===== Given passage

The Working together in 2025/26 to lay the foundation for reform letter from the new NHS chief executive Sir Jim Mackey stated that NHS England had adjusted its approval approach to subsidiary transaction assurance to reduce the burden on providers.

This encouragement from the centre has got many NHS providers thinking about subsidiaries and what the benefits of creating them are. They are used for a variety of functions including estates and facilities management, pharmacy services, transport services and procurement.

The legal powers to create subsidiaries are included in the NHS Act 2006 and differ between NHS foundation trusts and trusts. Foundation trusts have the powers to form subsidiaries for core NHS healthcare provision and for income generation purposes. Trusts have more limited powers and can only form or participate in subsidiaries for the purposes of income generation and, even then, with some restrictions.

So what are the benefits? Subsidiaries can offer a range of employment and pay flexibilities not available to NHS staff and which can be attractive to some staff groups. They can be used instead of outsourcing to the private sector to enable providers to reinvest savings back into the NHS. Also splitting off the management of a subsidiary from the rest of the NHS organisation can bring benefits in terms of operational autonomy, focus, speed of decision making, creative problem solving and having a more commercial focus.

One of the big financial benefits comes from the VAT regime currently in place.

Of course, subsidiaries should not be established purely as a way gaining an advantageous tax position – the Treasury’s Public money and management prohibits that. But organisations will take the VAT regime into account when developing businesses cases to support decisions around the creation of subsidiaries. The benefit is that subsidiaries are outside of the NHS VAT divisional registration, meaning that they can reclaim VAT that NHS bodies themselves cannot.

==========
===== Data to examine

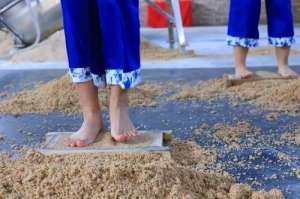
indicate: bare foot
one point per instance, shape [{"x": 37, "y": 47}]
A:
[
  {"x": 242, "y": 73},
  {"x": 122, "y": 128},
  {"x": 87, "y": 134},
  {"x": 287, "y": 72}
]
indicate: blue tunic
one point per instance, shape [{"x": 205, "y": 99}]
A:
[
  {"x": 103, "y": 41},
  {"x": 244, "y": 20}
]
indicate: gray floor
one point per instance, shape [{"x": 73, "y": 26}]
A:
[{"x": 182, "y": 118}]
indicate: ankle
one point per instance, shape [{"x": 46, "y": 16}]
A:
[
  {"x": 283, "y": 66},
  {"x": 120, "y": 100},
  {"x": 92, "y": 117}
]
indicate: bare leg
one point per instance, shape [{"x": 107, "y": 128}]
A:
[
  {"x": 284, "y": 70},
  {"x": 122, "y": 128},
  {"x": 240, "y": 56},
  {"x": 92, "y": 124}
]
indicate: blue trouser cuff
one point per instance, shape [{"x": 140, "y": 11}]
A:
[
  {"x": 125, "y": 80},
  {"x": 243, "y": 42},
  {"x": 282, "y": 41}
]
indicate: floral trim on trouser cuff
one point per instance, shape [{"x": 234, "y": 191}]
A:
[
  {"x": 112, "y": 77},
  {"x": 282, "y": 41},
  {"x": 125, "y": 80},
  {"x": 243, "y": 42}
]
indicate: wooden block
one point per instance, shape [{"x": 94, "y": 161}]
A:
[
  {"x": 146, "y": 141},
  {"x": 231, "y": 80}
]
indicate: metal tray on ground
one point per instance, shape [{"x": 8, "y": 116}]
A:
[{"x": 146, "y": 141}]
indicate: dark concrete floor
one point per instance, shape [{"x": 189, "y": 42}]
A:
[{"x": 182, "y": 118}]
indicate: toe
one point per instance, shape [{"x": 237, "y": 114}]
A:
[
  {"x": 82, "y": 143},
  {"x": 134, "y": 133},
  {"x": 120, "y": 138},
  {"x": 67, "y": 142}
]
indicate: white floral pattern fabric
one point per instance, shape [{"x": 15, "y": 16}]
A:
[
  {"x": 282, "y": 41},
  {"x": 243, "y": 42},
  {"x": 125, "y": 80}
]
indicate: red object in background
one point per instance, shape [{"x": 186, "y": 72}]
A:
[{"x": 156, "y": 20}]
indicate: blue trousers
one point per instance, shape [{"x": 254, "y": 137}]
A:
[
  {"x": 103, "y": 41},
  {"x": 244, "y": 20}
]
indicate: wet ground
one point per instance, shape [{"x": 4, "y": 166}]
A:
[{"x": 256, "y": 162}]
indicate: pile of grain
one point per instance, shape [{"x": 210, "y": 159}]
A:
[
  {"x": 269, "y": 51},
  {"x": 117, "y": 176},
  {"x": 59, "y": 96},
  {"x": 54, "y": 49},
  {"x": 273, "y": 95}
]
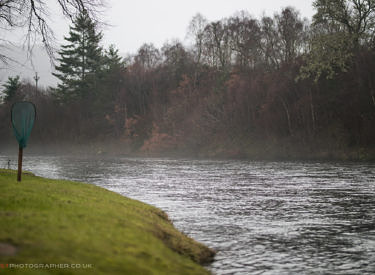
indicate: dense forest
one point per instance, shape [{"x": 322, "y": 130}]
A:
[{"x": 275, "y": 87}]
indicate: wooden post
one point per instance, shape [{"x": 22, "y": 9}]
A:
[{"x": 20, "y": 151}]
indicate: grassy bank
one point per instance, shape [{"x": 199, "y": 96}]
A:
[{"x": 47, "y": 221}]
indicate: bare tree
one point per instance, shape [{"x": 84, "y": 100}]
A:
[{"x": 33, "y": 17}]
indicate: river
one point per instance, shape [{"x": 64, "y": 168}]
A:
[{"x": 261, "y": 217}]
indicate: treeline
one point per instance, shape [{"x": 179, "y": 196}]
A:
[{"x": 273, "y": 87}]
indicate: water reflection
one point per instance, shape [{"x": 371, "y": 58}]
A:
[{"x": 262, "y": 217}]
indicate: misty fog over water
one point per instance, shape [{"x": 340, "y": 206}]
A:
[{"x": 261, "y": 217}]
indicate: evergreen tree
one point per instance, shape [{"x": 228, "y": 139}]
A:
[
  {"x": 80, "y": 60},
  {"x": 11, "y": 87}
]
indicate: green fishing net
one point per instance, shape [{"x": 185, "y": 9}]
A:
[{"x": 23, "y": 117}]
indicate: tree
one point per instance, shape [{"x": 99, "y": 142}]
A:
[
  {"x": 356, "y": 17},
  {"x": 11, "y": 87},
  {"x": 291, "y": 30},
  {"x": 33, "y": 16},
  {"x": 196, "y": 32},
  {"x": 80, "y": 60}
]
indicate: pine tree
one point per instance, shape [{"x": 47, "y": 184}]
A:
[{"x": 80, "y": 61}]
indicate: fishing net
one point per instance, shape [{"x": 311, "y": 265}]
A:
[{"x": 23, "y": 117}]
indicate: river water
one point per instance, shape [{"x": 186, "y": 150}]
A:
[{"x": 261, "y": 217}]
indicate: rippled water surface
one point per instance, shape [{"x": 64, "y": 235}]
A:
[{"x": 261, "y": 217}]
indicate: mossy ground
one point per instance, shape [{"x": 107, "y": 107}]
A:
[{"x": 63, "y": 222}]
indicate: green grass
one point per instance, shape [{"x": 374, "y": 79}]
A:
[{"x": 63, "y": 222}]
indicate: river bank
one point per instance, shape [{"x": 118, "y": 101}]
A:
[{"x": 50, "y": 222}]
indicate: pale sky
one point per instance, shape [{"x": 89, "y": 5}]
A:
[{"x": 134, "y": 22}]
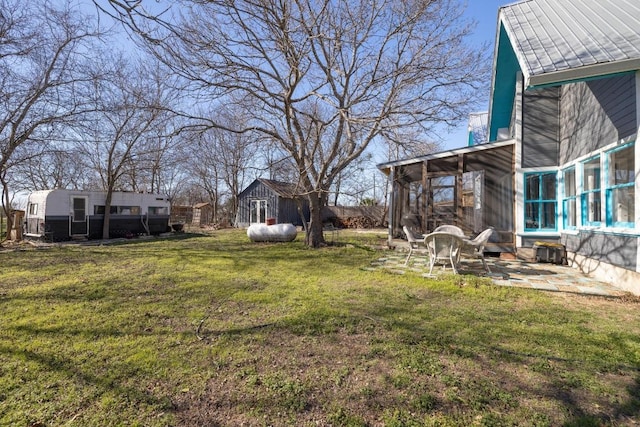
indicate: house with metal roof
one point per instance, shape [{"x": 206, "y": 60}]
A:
[{"x": 564, "y": 114}]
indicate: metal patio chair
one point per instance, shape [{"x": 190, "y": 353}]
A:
[
  {"x": 414, "y": 240},
  {"x": 477, "y": 246},
  {"x": 443, "y": 248}
]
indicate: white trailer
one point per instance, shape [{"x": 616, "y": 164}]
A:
[{"x": 59, "y": 215}]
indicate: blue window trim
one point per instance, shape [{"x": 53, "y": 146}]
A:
[
  {"x": 584, "y": 195},
  {"x": 610, "y": 188},
  {"x": 541, "y": 202},
  {"x": 566, "y": 199}
]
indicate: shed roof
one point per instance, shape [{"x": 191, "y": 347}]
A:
[
  {"x": 283, "y": 189},
  {"x": 564, "y": 40}
]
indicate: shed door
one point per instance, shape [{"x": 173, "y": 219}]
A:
[
  {"x": 258, "y": 212},
  {"x": 79, "y": 218}
]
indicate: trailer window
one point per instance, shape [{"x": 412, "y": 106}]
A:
[
  {"x": 157, "y": 210},
  {"x": 129, "y": 210},
  {"x": 79, "y": 209}
]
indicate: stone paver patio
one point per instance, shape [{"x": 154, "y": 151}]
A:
[{"x": 514, "y": 273}]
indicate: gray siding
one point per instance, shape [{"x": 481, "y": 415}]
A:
[
  {"x": 595, "y": 114},
  {"x": 497, "y": 207},
  {"x": 283, "y": 209},
  {"x": 540, "y": 128},
  {"x": 618, "y": 250}
]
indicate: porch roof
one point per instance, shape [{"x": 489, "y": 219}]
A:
[{"x": 442, "y": 155}]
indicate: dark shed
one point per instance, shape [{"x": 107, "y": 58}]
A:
[{"x": 268, "y": 199}]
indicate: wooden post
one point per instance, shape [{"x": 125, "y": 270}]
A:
[
  {"x": 425, "y": 195},
  {"x": 458, "y": 196}
]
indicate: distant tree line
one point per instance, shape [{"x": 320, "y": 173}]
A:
[{"x": 198, "y": 102}]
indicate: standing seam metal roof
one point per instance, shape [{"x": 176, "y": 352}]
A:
[{"x": 556, "y": 35}]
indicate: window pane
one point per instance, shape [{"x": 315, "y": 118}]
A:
[
  {"x": 622, "y": 166},
  {"x": 570, "y": 182},
  {"x": 592, "y": 206},
  {"x": 532, "y": 186},
  {"x": 78, "y": 210},
  {"x": 532, "y": 215},
  {"x": 548, "y": 219},
  {"x": 570, "y": 213},
  {"x": 548, "y": 186},
  {"x": 623, "y": 204},
  {"x": 591, "y": 175}
]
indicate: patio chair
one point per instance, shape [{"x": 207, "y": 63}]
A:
[
  {"x": 414, "y": 240},
  {"x": 443, "y": 247},
  {"x": 453, "y": 229},
  {"x": 477, "y": 246}
]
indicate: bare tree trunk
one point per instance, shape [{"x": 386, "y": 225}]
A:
[
  {"x": 315, "y": 237},
  {"x": 6, "y": 208},
  {"x": 107, "y": 214}
]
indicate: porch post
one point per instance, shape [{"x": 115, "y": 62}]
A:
[
  {"x": 391, "y": 204},
  {"x": 458, "y": 196},
  {"x": 425, "y": 195}
]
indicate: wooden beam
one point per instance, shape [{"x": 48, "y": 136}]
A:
[
  {"x": 425, "y": 196},
  {"x": 458, "y": 191}
]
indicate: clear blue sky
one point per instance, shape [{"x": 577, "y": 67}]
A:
[{"x": 485, "y": 13}]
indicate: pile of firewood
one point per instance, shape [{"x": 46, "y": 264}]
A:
[{"x": 356, "y": 222}]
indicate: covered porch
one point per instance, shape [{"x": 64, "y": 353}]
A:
[{"x": 470, "y": 187}]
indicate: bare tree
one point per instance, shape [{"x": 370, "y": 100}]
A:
[
  {"x": 324, "y": 78},
  {"x": 131, "y": 109},
  {"x": 43, "y": 52}
]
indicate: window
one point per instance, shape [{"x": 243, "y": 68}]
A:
[
  {"x": 591, "y": 198},
  {"x": 620, "y": 192},
  {"x": 258, "y": 213},
  {"x": 117, "y": 210},
  {"x": 129, "y": 210},
  {"x": 157, "y": 210},
  {"x": 79, "y": 209},
  {"x": 569, "y": 198},
  {"x": 540, "y": 201}
]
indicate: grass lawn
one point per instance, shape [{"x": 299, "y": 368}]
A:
[{"x": 214, "y": 330}]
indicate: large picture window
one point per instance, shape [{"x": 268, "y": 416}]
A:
[
  {"x": 569, "y": 208},
  {"x": 591, "y": 198},
  {"x": 620, "y": 191},
  {"x": 540, "y": 201}
]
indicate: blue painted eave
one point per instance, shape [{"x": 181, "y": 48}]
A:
[{"x": 502, "y": 96}]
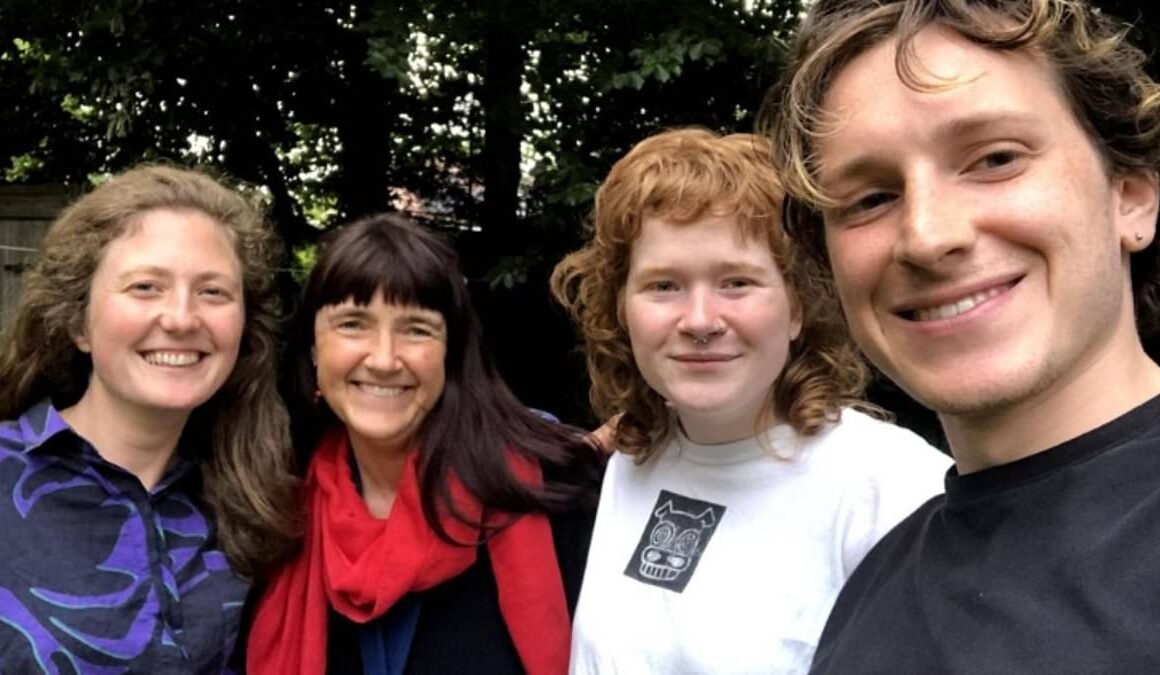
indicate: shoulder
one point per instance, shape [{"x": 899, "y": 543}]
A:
[
  {"x": 40, "y": 422},
  {"x": 874, "y": 445}
]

==========

Task directions: In the passage on NHS subsidiaries, for what purpose can trusts, as opposed to foundation trusts, form or participate in subsidiaries? Answer using only the text, not the records.

Problem solution: Only for income generation, and even then with some restrictions.